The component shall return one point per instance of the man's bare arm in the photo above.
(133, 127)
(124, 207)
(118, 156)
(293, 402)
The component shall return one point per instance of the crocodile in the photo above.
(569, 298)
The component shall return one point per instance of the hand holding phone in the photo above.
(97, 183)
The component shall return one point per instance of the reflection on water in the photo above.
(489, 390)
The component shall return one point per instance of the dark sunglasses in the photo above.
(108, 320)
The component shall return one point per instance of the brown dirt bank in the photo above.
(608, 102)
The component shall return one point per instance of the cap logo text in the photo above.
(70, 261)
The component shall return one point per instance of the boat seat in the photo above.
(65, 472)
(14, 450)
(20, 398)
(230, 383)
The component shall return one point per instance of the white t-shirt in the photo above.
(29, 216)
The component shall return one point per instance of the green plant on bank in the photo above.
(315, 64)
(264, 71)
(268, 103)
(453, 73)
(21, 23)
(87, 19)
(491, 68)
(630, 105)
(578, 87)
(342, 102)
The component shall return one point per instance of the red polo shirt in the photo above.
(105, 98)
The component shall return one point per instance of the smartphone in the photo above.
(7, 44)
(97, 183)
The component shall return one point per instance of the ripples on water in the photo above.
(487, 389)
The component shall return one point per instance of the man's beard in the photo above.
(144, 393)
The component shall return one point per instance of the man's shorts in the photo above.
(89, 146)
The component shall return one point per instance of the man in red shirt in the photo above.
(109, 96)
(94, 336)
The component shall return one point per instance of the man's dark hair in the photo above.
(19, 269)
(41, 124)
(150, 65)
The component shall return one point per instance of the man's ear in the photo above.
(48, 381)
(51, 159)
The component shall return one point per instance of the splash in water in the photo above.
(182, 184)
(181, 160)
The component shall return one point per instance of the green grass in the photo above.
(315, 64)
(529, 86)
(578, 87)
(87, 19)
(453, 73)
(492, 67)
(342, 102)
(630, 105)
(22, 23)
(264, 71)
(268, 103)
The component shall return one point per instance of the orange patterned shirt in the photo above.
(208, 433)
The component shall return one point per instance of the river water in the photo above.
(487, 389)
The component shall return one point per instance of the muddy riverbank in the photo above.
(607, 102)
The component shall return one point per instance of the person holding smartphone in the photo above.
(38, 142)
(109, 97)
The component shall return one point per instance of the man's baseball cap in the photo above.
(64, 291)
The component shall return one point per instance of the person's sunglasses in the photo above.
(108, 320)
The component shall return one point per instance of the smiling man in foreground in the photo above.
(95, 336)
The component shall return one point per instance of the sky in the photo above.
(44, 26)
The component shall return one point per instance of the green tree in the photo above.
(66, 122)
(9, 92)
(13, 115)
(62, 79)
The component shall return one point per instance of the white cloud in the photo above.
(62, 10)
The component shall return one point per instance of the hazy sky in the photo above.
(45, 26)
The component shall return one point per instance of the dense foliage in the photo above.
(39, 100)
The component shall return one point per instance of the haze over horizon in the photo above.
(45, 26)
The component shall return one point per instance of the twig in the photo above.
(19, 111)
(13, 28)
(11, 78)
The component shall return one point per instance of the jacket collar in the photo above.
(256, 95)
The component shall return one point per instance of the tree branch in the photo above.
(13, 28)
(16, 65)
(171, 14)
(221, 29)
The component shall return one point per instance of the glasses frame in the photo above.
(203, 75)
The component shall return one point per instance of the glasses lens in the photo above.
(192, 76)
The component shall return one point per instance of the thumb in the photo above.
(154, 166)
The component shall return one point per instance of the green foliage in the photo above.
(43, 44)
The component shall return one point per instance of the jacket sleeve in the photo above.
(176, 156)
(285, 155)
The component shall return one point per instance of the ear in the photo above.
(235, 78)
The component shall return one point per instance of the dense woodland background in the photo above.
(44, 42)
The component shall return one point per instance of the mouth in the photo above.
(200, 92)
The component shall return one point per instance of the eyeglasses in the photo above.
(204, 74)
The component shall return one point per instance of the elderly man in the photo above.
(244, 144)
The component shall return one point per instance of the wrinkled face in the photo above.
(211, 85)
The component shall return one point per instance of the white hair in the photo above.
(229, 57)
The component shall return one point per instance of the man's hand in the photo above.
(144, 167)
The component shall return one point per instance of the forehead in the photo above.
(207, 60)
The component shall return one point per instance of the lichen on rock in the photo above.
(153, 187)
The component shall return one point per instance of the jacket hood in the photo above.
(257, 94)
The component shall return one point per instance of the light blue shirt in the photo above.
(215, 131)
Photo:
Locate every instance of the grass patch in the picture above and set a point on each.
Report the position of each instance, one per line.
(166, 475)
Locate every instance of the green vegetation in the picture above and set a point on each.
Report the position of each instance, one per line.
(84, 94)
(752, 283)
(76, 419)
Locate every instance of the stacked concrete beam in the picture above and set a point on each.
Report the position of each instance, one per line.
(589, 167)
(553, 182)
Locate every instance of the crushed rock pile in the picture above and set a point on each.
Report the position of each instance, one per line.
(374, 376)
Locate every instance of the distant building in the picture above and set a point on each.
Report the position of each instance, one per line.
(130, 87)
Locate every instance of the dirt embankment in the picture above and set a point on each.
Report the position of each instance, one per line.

* [TRY IT] Output the material above, all of it, exactly.

* [FINISHED TASK]
The component shall return one point per instance of the man's bare arm in the photo above.
(133, 127)
(124, 207)
(118, 156)
(293, 402)
The component shall return one point per instance of the crocodile in the photo above.
(569, 298)
The component shall return one point per instance of the hand holding phone in the photo above.
(97, 183)
The component shall return one point per instance of the reflection on water in the photo above.
(489, 390)
The component shall return one point per instance of the dark sunglasses in the photo above.
(108, 320)
The component shall return one point per instance of the brown dirt bank in the photo above.
(608, 102)
The component shall return one point per instance of the cap logo text in the photo above.
(70, 261)
The component shall return one point per instance of the boat seat in the photo above.
(65, 472)
(14, 450)
(20, 398)
(230, 383)
The component shall return one point per instance of the white t-shirt in the photo above.
(29, 216)
The component shall return one point per instance of the green plant on bank in the photo above.
(315, 64)
(264, 71)
(268, 103)
(453, 73)
(21, 23)
(87, 19)
(491, 68)
(630, 105)
(578, 87)
(342, 102)
The component shall return one point per instance of the red polo shirt in the photo above.
(105, 98)
The component shall return one point per instance of the smartphone in the photo above.
(7, 44)
(97, 183)
The component shall return one point per instance of the ripples on water in the photo above.
(487, 389)
The component shall return one point per instance of the man's beard in the photo above.
(144, 393)
The component shall return one point per instance of the man's shorts in the photo above.
(89, 146)
The component shall return one point per instance of the man in red shirt in the photo above.
(109, 96)
(94, 336)
The component shall return one point per instance of the man's dark hair in the photo above.
(19, 269)
(41, 124)
(150, 65)
The component shall return one point per instance of the man's ear in the photo above.
(48, 381)
(51, 159)
The component shall return one point per instance of the splash in water in the photo above.
(182, 184)
(181, 160)
The component shall return one point per instance of the green grass in the photo above.
(315, 64)
(529, 86)
(578, 87)
(87, 19)
(453, 73)
(492, 67)
(342, 102)
(630, 105)
(22, 23)
(264, 71)
(268, 103)
The component shall return one point per instance of the orange patterned shirt in the photo above.
(208, 433)
The component shall return one point per instance of the river water in the photo above.
(487, 389)
The component shall return one point per instance of the muddy riverbank in the photo above.
(607, 102)
The component shall return one point per instance of the person holding smartphone in the photo above.
(38, 142)
(109, 97)
The component shall return one point per instance of the man's baseball cap in the photo above.
(64, 291)
The component shall return one point per instance of the person's sunglasses in the photo above.
(108, 320)
The component shall return one point per instance of the smiling man in foreground in the photo above.
(95, 336)
The component shall return one point per instance of the sky in the photo above.
(44, 26)
The component shall return one point per instance of the green tree in the photo above.
(66, 122)
(9, 92)
(13, 115)
(62, 79)
The component shall return one point per instance of the white cloud in the photo above.
(62, 10)
The component shall return one point per instance of the hazy sky in the photo above.
(45, 26)
The component shall return one point per instance of the dense foliage in the photo above.
(39, 100)
The component shall return one point per instance of the haze over horizon in the photo above.
(45, 26)
The component shall return one point per instance of the twig in the photo above.
(19, 111)
(13, 28)
(11, 78)
The component shall return one point per instance of the jacket collar in the photo above.
(256, 95)
The component shall return one point per instance of the tree branch in the photo above.
(13, 28)
(16, 65)
(171, 14)
(221, 29)
The component shall return one point per instance of the glasses frame in the photo above.
(203, 75)
The component shall return one point per instance of the glasses lens in the photo above.
(192, 76)
The component shall return one point per instance of the thumb in the photo above.
(154, 166)
The component shall return one point per instance of the green foliage in the photo above.
(43, 44)
The component shall return one point per instance of the jacket sleeve in the photo above.
(176, 156)
(285, 155)
The component shall return one point per instance of the ear in the photo above.
(235, 78)
The component shall return one point per instance of the dense woodland background in the photo above.
(44, 42)
The component shall return one point per instance of the mouth in the photo above.
(200, 92)
The component shall return one point per instance of the eyeglasses in the photo above.
(204, 74)
The component shall return one point per instance of the elderly man in the photo above.
(244, 144)
The component shall return one point per instance of the wrinkled face in the photo above.
(211, 85)
The component shall return one point per instance of the white hair in the photo above.
(229, 57)
The component shall return one point per instance of the man's hand in the photo above.
(144, 167)
The component shall return one point per instance of the forehead in the photo above.
(207, 60)
The component shall return one point per instance of the lichen on rock in the photo above.
(153, 187)
The component shall return one point per instance of the jacket hood in the photo above.
(257, 94)
The component shall return one point per instance of the light blue shirt in the photo above.
(215, 131)
Photo:
Locate every instance of the grass patch in the picture above and set a point on each.
Report the position of each instance, one per line.
(166, 475)
Locate every instance of the green vegetation in the picture above and set a point on each.
Report the position of each instance, one per line.
(84, 94)
(752, 283)
(76, 419)
Locate every instance of the stacked concrete beam in the picture above and set a point on each.
Report the position of each instance, one per line.
(589, 167)
(553, 182)
Locate every instance of the crushed rock pile in the picture above and set a point on each.
Report the position of each instance, one per line.
(374, 376)
Locate every instance of the distant building in the picture above and set a point on each.
Report the position of each instance, one per line.
(130, 87)
Locate every instance of the dirt embankment in the picture above and set a point on each.
Report the position of each instance, one per line.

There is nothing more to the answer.